↓

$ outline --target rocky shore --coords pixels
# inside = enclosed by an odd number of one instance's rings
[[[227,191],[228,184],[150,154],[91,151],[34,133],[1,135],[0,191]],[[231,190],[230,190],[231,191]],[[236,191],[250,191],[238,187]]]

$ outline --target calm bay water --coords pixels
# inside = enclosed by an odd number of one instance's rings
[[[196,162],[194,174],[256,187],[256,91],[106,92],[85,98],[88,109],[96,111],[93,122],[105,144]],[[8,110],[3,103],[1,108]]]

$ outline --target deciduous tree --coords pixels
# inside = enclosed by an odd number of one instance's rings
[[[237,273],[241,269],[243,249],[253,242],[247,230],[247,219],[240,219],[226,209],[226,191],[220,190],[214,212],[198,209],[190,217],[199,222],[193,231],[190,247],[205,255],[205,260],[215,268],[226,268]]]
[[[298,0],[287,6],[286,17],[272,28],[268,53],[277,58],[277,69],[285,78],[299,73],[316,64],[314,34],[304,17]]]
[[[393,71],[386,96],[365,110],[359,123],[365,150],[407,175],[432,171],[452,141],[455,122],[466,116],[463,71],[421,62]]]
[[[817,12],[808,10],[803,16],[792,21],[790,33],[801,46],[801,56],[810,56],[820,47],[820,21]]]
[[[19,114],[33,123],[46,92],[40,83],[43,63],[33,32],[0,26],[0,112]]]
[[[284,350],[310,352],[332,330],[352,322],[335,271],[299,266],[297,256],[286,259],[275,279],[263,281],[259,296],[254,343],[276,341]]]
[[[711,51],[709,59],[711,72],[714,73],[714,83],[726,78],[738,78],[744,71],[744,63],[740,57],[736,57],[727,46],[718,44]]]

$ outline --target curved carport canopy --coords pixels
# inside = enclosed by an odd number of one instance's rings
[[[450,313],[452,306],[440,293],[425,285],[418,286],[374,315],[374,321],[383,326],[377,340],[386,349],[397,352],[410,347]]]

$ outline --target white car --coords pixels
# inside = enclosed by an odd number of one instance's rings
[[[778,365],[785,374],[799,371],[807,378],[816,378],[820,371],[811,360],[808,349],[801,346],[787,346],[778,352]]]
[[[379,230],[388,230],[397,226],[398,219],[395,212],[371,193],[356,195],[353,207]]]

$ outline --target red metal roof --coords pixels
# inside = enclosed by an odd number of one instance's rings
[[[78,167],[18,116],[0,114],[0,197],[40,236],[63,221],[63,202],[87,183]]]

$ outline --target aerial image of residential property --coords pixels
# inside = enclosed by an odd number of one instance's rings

↑

__Aim__: Reproduce everything from the line containing "property --coords pixels" down to the end of the data, swapping "residential" for "commercial" and changing nothing else.

__Expected answer__:
$ outline --target aerial image of commercial property --coords pixels
# inside = enclosed by an odd number of one instance's rings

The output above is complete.